**** Metin alıntısı

DEM Parti Eş Genel Başkanı Tuncer Bakırhan, geçen seçimde tek oyun olduğu emniyet ve askeriyeye bağlı meskenlere bir anda iki bini aşkın seçmen yazıldığını, bu kaçak seçmenleri tespit ettiklerini, hukuki başvuruları yaptıklarını söyledi
Selman Çiçek
Halkların Eşitlik ve Demokrasi Partisi’nde (DEM Parti) aday adaylık başvuruları 25 Aralık’ta sona erdi. Ocak ayı itibariyle ön seçim yapılarak, adayların belirlenmesi bekleniyor. DEM Parti’nin etkili olduğu hem büyükşehir hem de il ve ilçe belediye eşbaşkanlığı için binlerce kişi aday adaylığı başvurusu yaptı. Seçim süreci yaklaşırken AKP-MHP iktidarı, polis ve askerleri, Kürt illerine hukuksuz bir şekilde aktarırken DEM Parti’ye de siyasi soykırım operasyonları arttı.
DEM Parti Eş Genel Başkanı Tuncer Bakırhan ile başvuru süreci, ön seçim ve seçmen taşıma iddialarını konuştuk.
- Yerel seçim süreci aday adaylık süreci ile başladı. Bu süreci nasıl yorumluyorsunuz ve beklediğiniz ilgi ile karşılaştınız mı?
Yerel seçimlerle ilgili aday adaylık süreci başladı ve partimiz açısından 25 Aralık’ta bu süreci tamamladık. Kayyım tehditlerine, baskılara, kriminalize etmeye dönük her türlü çabaya rağmen binlerce başvuru aldık. Biz bu süreçte partisine, halkına ve mücadelesine sahip çıkan her bir aday adayı arkadaşımızı kutluyoruz.

********
**** Veriler

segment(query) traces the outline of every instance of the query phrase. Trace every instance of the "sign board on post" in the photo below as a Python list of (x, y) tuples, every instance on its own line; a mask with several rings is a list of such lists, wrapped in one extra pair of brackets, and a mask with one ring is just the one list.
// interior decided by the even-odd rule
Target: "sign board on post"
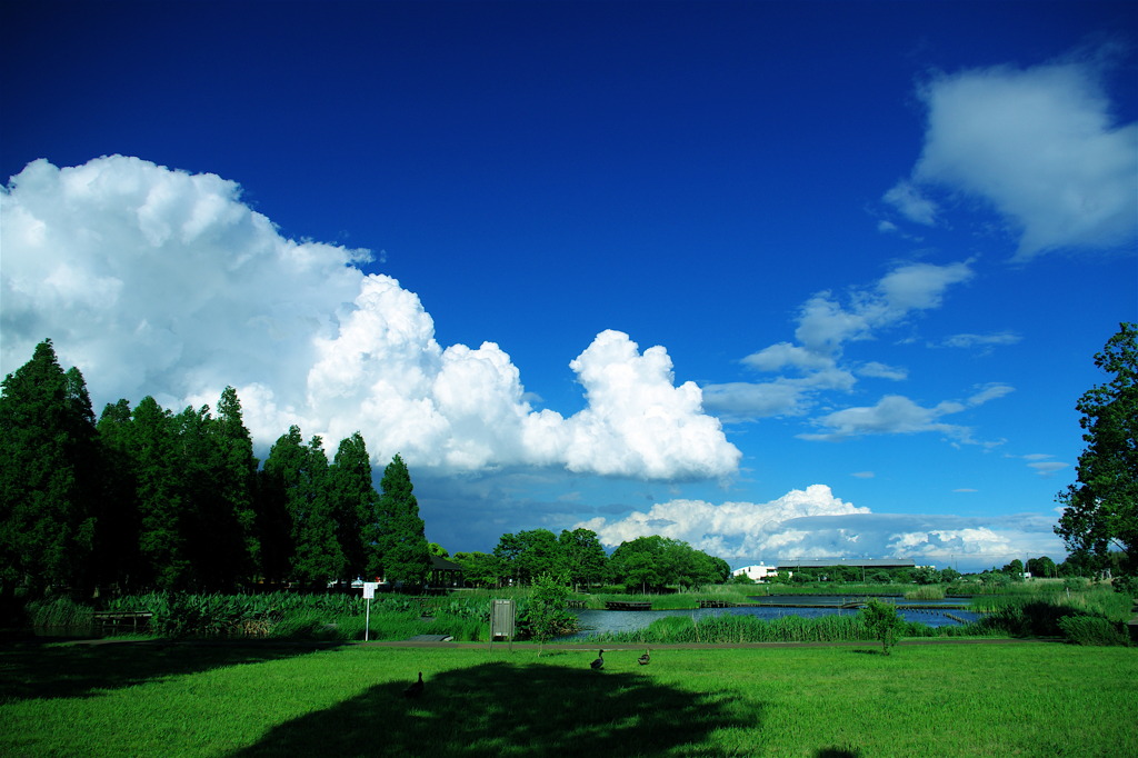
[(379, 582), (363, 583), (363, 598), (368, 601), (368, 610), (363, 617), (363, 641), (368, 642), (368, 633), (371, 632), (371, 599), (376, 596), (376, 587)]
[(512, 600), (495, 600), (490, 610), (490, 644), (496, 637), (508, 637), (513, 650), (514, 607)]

********
**** Veriler

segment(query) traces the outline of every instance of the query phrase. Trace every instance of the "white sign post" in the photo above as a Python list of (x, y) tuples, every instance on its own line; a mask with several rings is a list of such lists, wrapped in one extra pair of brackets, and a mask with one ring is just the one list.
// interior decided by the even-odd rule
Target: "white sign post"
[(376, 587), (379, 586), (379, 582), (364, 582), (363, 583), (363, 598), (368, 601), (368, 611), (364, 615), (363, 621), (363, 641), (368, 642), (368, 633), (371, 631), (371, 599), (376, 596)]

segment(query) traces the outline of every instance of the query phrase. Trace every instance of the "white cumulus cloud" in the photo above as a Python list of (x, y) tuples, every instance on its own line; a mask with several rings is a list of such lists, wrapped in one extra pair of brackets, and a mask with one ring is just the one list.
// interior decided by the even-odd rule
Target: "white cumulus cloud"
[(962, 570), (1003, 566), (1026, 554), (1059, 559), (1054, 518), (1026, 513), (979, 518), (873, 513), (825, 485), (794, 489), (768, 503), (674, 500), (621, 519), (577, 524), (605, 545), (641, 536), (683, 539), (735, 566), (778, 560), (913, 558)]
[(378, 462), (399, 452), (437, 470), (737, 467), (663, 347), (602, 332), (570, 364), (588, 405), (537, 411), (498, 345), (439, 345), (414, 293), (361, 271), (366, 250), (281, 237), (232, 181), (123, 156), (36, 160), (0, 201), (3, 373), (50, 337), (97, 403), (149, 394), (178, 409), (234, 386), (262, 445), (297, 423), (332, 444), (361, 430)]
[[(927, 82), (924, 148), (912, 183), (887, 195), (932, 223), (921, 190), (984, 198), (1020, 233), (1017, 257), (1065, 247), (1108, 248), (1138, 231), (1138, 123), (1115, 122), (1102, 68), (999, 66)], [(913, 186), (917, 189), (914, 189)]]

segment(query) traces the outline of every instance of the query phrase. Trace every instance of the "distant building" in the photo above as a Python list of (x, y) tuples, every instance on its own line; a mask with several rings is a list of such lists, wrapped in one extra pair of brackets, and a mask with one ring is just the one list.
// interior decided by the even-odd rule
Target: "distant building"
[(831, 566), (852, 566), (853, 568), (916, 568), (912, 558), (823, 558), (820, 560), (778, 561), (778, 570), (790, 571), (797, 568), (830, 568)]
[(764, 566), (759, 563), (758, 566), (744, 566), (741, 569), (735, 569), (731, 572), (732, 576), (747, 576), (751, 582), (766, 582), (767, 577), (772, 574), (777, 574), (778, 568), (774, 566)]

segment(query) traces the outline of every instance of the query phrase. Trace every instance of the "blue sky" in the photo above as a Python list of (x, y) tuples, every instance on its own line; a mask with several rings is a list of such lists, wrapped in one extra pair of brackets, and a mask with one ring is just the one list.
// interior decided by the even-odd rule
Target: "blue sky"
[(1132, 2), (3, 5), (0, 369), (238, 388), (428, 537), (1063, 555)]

********

Yönerge ve gereksinimler —
Lütfen DEM Parti söyleşisinde "DEM Parti Eş Genel Başkanı Tuncer Bakırhan, geçen" ile "soykırım operasyonları arttı." arasındaki kısmı, her iki ifade de dahil, kelimesi kelimesine aktarın. Bu öğeler başka bir kaynaktan alınmıştır.

Alıştırma çıktısı —
DEM Parti Eş Genel Başkanı Tuncer Bakırhan, geçen seçimde tek oyun olduğu emniyet ve askeriyeye bağlı meskenlere bir anda iki bini aşkın seçmen yazıldığını, bu kaçak seçmenleri tespit ettiklerini, hukuki başvuruları yaptıklarını söyledi
Selman Çiçek
Halkların Eşitlik ve Demokrasi Partisi’nde (DEM Parti) aday adaylık başvuruları 25 Aralık’ta sona erdi. Ocak ayı itibariyle ön seçim yapılarak, adayların belirlenmesi bekleniyor. DEM Parti’nin etkili olduğu hem büyükşehir hem de il ve ilçe belediye eşbaşkanlığı için binlerce kişi aday adaylığı başvurusu yaptı. Seçim süreci yaklaşırken AKP-MHP iktidarı, polis ve askerleri, Kürt illerine hukuksuz bir şekilde aktarırken DEM Parti’ye de siyasi soykırım operasyonları arttı.